**Data provided**
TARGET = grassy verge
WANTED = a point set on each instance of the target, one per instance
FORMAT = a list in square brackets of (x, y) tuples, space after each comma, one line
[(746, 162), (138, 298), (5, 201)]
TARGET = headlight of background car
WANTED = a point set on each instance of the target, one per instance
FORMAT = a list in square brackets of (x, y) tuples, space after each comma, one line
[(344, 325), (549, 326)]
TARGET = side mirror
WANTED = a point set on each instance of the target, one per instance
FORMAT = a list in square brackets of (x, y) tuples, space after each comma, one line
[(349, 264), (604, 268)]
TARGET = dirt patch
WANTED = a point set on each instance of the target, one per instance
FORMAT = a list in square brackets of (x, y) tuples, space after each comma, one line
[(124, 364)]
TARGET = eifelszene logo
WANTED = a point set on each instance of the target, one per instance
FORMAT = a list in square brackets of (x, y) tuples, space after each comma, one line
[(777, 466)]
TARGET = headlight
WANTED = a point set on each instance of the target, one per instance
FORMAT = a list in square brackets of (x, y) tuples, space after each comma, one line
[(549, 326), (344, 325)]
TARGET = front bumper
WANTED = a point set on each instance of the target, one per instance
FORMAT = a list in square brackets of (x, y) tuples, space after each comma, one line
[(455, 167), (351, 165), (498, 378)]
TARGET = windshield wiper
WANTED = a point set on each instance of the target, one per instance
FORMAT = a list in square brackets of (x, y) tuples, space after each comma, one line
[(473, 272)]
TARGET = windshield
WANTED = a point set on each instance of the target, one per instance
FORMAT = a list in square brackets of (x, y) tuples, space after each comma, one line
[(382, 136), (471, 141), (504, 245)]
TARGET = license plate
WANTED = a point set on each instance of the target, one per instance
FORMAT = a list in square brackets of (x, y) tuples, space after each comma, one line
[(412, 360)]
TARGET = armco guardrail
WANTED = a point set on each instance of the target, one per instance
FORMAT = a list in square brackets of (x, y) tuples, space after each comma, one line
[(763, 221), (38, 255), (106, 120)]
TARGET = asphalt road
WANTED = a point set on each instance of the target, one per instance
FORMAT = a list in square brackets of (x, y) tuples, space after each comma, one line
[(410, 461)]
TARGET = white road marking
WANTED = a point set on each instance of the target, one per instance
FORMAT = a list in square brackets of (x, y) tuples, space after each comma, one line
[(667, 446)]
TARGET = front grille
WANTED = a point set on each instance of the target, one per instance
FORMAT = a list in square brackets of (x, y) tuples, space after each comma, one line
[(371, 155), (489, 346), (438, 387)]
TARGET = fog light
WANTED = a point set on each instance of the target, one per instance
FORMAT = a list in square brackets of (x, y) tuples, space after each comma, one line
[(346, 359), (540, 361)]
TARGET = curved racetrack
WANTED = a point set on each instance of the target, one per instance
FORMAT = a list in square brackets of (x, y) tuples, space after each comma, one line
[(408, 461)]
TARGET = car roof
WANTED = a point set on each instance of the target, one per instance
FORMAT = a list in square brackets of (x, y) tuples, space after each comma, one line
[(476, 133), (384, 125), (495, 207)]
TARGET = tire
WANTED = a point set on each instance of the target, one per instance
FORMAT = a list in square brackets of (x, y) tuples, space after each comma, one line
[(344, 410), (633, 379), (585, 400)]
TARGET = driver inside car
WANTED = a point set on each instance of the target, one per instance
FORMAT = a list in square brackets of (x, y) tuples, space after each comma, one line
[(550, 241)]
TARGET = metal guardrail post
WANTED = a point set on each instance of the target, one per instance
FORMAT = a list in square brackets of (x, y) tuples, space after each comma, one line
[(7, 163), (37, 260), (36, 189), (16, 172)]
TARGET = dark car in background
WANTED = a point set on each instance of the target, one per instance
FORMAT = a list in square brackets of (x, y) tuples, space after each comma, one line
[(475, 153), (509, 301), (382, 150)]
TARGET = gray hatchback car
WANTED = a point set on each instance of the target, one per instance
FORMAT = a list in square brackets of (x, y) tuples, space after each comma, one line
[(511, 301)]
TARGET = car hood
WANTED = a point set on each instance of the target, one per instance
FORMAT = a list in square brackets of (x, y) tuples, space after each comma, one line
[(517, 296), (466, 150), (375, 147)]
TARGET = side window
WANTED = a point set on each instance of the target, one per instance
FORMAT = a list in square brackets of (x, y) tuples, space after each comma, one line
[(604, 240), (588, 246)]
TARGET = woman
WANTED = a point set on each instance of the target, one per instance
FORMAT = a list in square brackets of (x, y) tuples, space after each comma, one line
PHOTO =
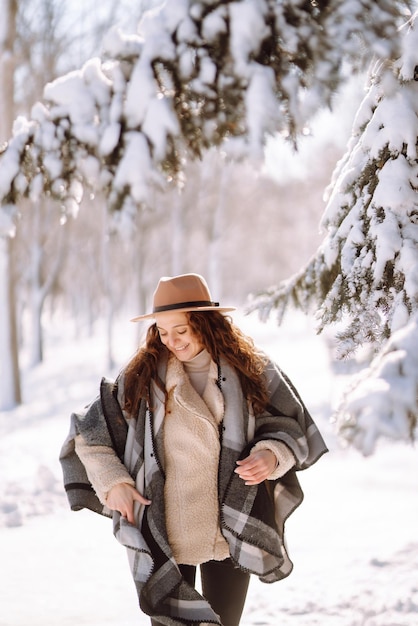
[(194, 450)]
---
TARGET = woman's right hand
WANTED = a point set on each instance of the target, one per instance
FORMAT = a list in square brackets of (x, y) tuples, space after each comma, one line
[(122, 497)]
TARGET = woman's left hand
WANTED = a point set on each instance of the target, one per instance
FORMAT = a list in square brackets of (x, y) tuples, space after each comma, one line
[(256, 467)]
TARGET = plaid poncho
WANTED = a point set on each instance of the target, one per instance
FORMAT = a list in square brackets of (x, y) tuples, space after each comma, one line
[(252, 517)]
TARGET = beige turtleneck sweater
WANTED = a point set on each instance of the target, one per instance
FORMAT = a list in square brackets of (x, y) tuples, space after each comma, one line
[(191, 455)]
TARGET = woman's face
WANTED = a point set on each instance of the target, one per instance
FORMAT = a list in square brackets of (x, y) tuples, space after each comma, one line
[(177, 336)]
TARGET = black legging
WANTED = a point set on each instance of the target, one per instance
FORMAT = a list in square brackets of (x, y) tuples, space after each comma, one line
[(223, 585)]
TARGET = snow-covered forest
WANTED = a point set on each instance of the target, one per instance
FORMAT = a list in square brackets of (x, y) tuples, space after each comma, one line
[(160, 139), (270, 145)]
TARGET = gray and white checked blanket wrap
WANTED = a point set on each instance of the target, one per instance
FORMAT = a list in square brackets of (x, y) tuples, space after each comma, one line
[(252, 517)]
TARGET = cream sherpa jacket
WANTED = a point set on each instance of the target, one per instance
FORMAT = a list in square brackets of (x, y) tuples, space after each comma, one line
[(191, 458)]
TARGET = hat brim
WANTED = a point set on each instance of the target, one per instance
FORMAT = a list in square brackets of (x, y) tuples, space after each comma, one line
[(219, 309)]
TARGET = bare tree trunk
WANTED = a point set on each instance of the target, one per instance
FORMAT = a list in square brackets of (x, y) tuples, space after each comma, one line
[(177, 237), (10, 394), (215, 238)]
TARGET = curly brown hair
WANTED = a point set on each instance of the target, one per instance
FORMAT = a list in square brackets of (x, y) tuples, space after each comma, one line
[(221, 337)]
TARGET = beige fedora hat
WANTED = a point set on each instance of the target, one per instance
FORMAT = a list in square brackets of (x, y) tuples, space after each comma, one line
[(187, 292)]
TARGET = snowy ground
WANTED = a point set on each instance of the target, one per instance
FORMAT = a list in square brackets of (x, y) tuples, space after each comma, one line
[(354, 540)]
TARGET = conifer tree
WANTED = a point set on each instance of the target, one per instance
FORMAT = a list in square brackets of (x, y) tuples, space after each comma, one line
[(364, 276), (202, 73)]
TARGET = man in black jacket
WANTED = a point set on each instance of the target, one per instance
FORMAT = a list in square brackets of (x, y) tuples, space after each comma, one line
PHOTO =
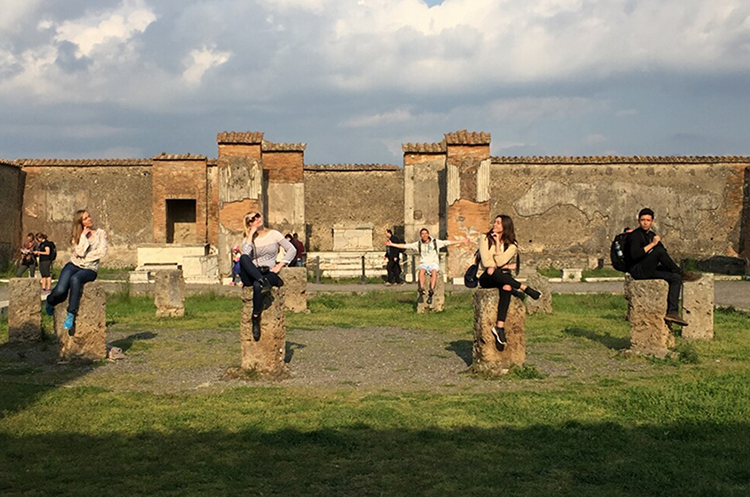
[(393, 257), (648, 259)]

**Exercise requirements**
Using the records above, copy each line that contains "road".

**Output of the task**
TARGET = asphalt road
TARGET = white road marking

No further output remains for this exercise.